start Text passage

During the interview/debate, Bukovskii was complimented by Buckley on his skill with the English language, and Buckley also condescendingly reassured Bukovskii that he was doing a great job.
Then, Buckley asked Bukovskii whether the former prisoner's view of America (that full flower of happy free Capitalism!) was "quixotic." When Bukovskii seemed stumped by this word, Buckley's eyes grew large and he leaned forward slightly, instantly engaged by the limitations of his guest.
Or perhaps Buckley was making a pass?
Anyway, Knight later chimed in to ask/confirm whether Bukovskii was or ever had been a Communist, and to ask just how much Bukovskii admired Capitalism. Sure.
Posted throughout the exhibition were large-type definitions of words and ideas the Hoover Institution deemed pertinent to the "struggle against the Soviet Union's 70-year reign", including Hannah Arendt's view of totalitarianism as a system that attempts to control the private behavior and innermost beliefs of an individual, directing one's personal decisions, including how one raises one's children, and who one can marry.
There is a ballot initiative in California right now about that, actually.

end Text passage

> [Your instructions]
Decide whether each statement below agrees with the Bukovskii passage above, answering yes or no and quoting the words from the passage that decide it.
1. Buckley praised Bukovskii's command of English.
2. Bukovskii readily understood the word "quixotic."
3. The definitions posted in the exhibition were printed in small type.

start Source data

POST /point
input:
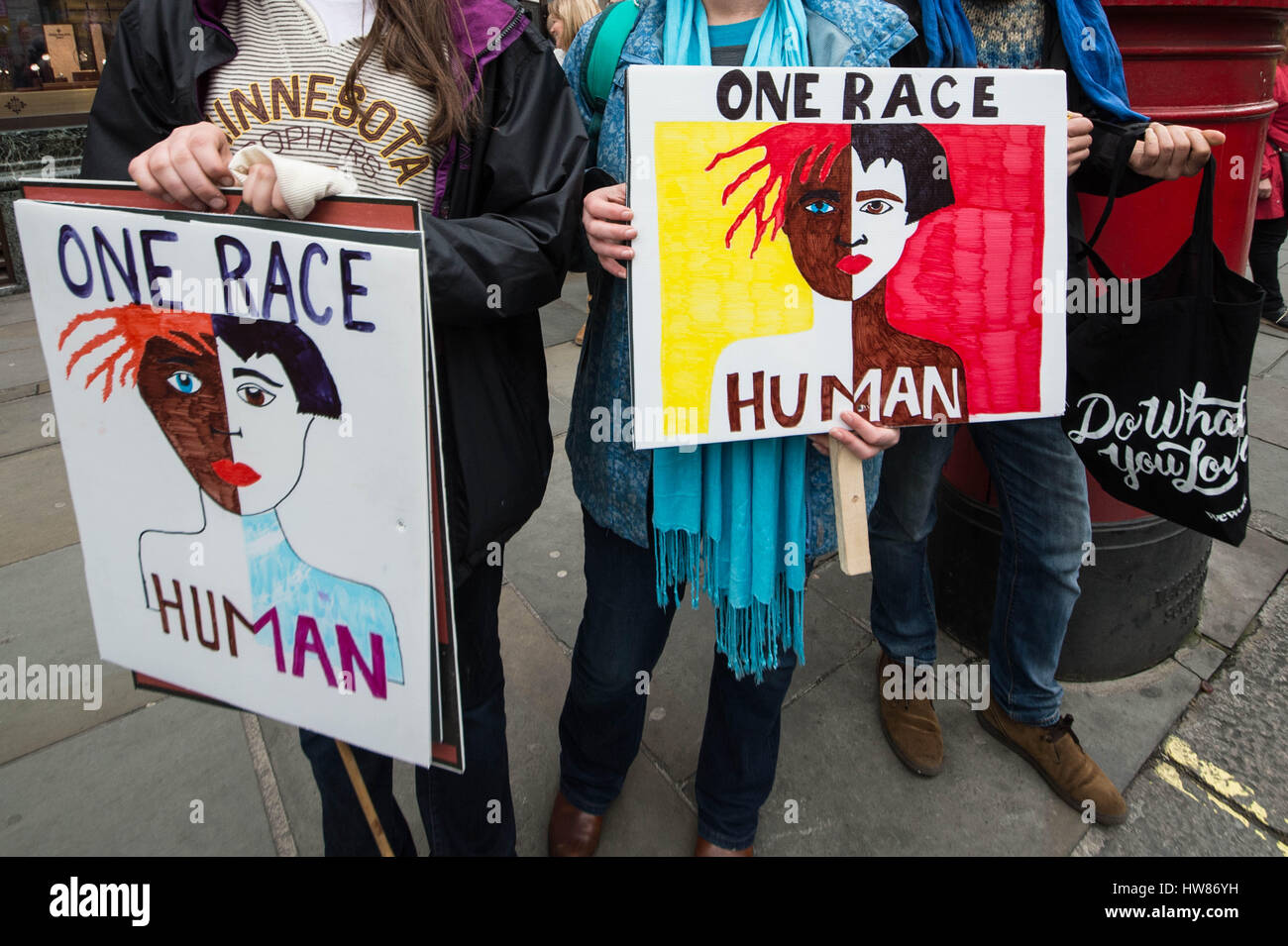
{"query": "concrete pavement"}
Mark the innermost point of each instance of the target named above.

end Source data

> [Solution]
1. Yes: "Bukovskii was complimented by Buckley on his skill with the English language"
2. No: "When Bukovskii seemed stumped by this word"
3. No: "Posted throughout the exhibition were large-type definitions"